WHAT YOU WILL DO
Retype the listing exactly, so that the copy matches it line for line.
+++ LISTED RECORDS
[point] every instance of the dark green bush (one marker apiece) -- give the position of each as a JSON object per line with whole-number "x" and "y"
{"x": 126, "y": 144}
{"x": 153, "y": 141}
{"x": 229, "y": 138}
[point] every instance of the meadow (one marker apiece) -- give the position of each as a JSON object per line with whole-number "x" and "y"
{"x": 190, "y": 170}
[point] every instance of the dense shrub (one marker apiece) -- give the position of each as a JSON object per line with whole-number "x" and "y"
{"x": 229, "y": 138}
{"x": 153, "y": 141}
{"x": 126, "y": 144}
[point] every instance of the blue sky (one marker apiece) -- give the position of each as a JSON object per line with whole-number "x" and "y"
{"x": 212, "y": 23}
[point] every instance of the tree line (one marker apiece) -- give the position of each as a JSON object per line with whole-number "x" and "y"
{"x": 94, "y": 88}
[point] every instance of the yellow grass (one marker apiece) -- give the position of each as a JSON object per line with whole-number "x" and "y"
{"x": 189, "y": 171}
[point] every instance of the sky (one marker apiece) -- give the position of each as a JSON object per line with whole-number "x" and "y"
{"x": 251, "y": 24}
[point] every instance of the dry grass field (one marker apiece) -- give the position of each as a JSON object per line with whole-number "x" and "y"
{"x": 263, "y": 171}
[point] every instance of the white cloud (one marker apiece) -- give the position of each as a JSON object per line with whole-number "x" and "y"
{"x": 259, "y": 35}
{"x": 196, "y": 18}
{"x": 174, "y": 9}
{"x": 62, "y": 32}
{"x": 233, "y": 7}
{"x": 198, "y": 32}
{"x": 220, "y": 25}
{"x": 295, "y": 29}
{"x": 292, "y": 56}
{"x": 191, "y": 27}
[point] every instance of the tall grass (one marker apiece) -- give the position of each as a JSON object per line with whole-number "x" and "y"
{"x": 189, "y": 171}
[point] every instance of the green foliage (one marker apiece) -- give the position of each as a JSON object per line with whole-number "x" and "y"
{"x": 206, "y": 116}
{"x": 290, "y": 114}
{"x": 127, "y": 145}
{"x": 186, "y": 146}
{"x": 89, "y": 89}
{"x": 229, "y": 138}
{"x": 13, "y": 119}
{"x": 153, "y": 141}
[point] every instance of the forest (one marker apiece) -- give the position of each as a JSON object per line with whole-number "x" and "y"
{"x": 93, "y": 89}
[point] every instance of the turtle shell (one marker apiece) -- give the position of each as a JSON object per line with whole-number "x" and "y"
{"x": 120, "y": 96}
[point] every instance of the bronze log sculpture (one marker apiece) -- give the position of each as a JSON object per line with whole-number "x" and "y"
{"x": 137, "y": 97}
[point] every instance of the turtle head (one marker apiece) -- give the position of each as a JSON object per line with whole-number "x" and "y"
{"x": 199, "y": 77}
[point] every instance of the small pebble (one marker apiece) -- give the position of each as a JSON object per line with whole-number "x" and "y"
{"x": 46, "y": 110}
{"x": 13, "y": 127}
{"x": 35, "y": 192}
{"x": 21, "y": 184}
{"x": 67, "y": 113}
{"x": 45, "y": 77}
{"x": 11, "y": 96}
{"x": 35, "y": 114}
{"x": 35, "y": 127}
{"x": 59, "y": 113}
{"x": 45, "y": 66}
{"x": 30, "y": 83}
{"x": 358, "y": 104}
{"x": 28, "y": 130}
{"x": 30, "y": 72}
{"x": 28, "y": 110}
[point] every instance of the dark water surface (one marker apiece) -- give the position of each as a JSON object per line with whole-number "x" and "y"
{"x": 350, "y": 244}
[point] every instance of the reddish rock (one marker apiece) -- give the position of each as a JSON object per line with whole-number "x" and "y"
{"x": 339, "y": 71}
++++++
TASK RESPONSE
[point] every instance of the dark green bush (one marker apiece) -- give the position of each as a JSON object per line with whole-number "x" and "y"
{"x": 126, "y": 144}
{"x": 153, "y": 141}
{"x": 229, "y": 138}
[point] every instance of the meadow (one marker apiece) -- give the position of each as a JSON object per line with whole-number "x" and "y"
{"x": 190, "y": 170}
[point] every instance of the dense shrub (one marker apiece) -- give the position of each as a JSON object per line with whole-number "x" and "y"
{"x": 229, "y": 138}
{"x": 153, "y": 141}
{"x": 126, "y": 144}
[point] every instance of the blue sky (one marker apiece) -- give the position of each as a JSON object per line with whole-number "x" and "y"
{"x": 212, "y": 23}
[point] every instance of the tree line (one marker apiece) -- give the position of each as a JSON object per line with whole-number "x" and "y"
{"x": 94, "y": 88}
[point] every instance of the yellow grass (one marker apiece) -- give the position of each as a JSON object per line with whole-number "x" and "y"
{"x": 189, "y": 171}
[point] every instance of the sky (one marker apiece) -- give the position of each as a JSON object per line with whole-number "x" and "y"
{"x": 251, "y": 24}
[point] every instance of the dry grass field (one marker apiece) -- give the position of each as a JSON object per line with whole-number "x" and "y"
{"x": 263, "y": 171}
[point] every instance of the white cloud (one marker apiece) -- give the position of each as a JSON object per line with whole-number "x" and "y"
{"x": 259, "y": 35}
{"x": 196, "y": 18}
{"x": 174, "y": 9}
{"x": 62, "y": 32}
{"x": 233, "y": 7}
{"x": 198, "y": 32}
{"x": 220, "y": 25}
{"x": 295, "y": 29}
{"x": 292, "y": 56}
{"x": 191, "y": 27}
[point] every instance of the tall grass (one marker apiece) -- give the position of each as a JSON object per line with whole-number "x" and "y"
{"x": 189, "y": 171}
[point] every instance of the green foliage (one marker apiece) -- give the position of each as a JSON object per line with whole-number "x" and "y"
{"x": 206, "y": 116}
{"x": 290, "y": 114}
{"x": 127, "y": 145}
{"x": 186, "y": 146}
{"x": 89, "y": 89}
{"x": 229, "y": 138}
{"x": 13, "y": 119}
{"x": 153, "y": 141}
[point] every instance of the forest (one marker apiece) -- give the position of each as a JSON object per line with whole-number "x" and "y"
{"x": 93, "y": 89}
[point] every instance of the turtle shell (one marker apiece) -- give the position of each as a JSON object per line with whole-number "x" and "y"
{"x": 120, "y": 96}
[point] every instance of the bronze log sculpture (one marker apiece) -- give the position of each as a JSON object per line with whole-number "x" and "y"
{"x": 137, "y": 97}
[point] every instance of the turtle head (one marker apiece) -- give the position of each as a JSON object per line with whole-number "x" and "y"
{"x": 199, "y": 77}
[point] every instance of the small pebble (one marker apiece) -- give the position of each as a JSON object per line with whole-number "x" and "y"
{"x": 46, "y": 110}
{"x": 13, "y": 127}
{"x": 35, "y": 192}
{"x": 21, "y": 184}
{"x": 67, "y": 113}
{"x": 45, "y": 77}
{"x": 11, "y": 96}
{"x": 35, "y": 114}
{"x": 35, "y": 127}
{"x": 59, "y": 113}
{"x": 45, "y": 66}
{"x": 30, "y": 83}
{"x": 358, "y": 104}
{"x": 28, "y": 130}
{"x": 30, "y": 72}
{"x": 28, "y": 110}
[point] every instance of the dark water surface (one marker apiece) -- give the position of each as a JSON object per line with whole-number "x" and "y"
{"x": 350, "y": 244}
[point] every instance of the reddish rock (one marker apiece) -- give the position of each as a JSON object per line with whole-number "x" and "y"
{"x": 339, "y": 71}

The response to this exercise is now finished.